What you have to do: Duplicate the items below, everything from the line containing "One point per instance of the duck body, the" down to the line containing "pixel 23 39", both included, and nothing else.
start Provided records
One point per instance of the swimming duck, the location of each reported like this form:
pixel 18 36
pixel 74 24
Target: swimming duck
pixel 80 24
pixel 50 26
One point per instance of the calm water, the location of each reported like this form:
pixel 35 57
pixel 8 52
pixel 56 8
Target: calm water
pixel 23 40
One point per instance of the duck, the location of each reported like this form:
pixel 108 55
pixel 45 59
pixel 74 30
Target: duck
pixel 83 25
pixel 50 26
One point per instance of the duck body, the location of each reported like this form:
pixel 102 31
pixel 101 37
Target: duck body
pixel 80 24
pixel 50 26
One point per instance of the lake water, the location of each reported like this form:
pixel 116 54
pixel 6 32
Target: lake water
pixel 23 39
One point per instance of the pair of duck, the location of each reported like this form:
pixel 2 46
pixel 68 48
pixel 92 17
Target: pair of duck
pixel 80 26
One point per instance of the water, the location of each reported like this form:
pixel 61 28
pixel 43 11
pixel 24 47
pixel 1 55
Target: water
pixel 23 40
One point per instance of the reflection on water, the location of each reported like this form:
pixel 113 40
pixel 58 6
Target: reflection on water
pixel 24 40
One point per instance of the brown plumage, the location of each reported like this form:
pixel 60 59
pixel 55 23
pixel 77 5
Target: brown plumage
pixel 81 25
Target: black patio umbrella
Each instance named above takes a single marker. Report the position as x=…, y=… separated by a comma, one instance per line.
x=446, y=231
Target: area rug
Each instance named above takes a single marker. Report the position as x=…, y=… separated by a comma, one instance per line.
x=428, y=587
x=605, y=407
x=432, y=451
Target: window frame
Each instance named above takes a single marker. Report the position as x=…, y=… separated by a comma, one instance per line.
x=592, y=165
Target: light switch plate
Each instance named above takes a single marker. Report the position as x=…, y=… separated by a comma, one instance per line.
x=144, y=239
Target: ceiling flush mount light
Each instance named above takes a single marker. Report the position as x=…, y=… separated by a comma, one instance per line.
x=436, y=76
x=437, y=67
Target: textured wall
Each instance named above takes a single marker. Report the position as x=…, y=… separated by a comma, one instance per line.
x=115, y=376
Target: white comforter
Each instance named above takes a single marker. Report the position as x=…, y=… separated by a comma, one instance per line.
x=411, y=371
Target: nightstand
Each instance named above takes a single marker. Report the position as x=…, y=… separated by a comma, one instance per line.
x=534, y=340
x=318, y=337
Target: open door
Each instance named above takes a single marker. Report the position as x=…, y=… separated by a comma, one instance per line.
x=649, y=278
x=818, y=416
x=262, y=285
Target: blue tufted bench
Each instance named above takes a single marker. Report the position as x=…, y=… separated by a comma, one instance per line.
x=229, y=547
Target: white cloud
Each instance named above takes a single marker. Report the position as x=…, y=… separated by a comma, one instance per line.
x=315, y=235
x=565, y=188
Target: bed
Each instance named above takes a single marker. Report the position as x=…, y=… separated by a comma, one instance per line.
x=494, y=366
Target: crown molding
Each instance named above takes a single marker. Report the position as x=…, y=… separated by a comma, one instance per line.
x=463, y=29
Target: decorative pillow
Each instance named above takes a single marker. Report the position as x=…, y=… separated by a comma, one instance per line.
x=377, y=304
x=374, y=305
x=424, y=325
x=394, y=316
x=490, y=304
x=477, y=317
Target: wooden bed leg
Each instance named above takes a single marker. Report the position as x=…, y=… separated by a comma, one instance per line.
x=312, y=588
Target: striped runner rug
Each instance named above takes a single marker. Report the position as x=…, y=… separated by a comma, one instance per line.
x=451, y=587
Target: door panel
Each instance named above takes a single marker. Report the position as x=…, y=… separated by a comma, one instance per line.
end Provided records
Answer in full:
One point per instance of the duck body, the location of each reported like this form:
pixel 102 31
pixel 101 37
Target: duck body
pixel 80 24
pixel 50 26
One point per instance of the lake water, the location of each reported like this form:
pixel 116 54
pixel 6 32
Target: lake water
pixel 23 39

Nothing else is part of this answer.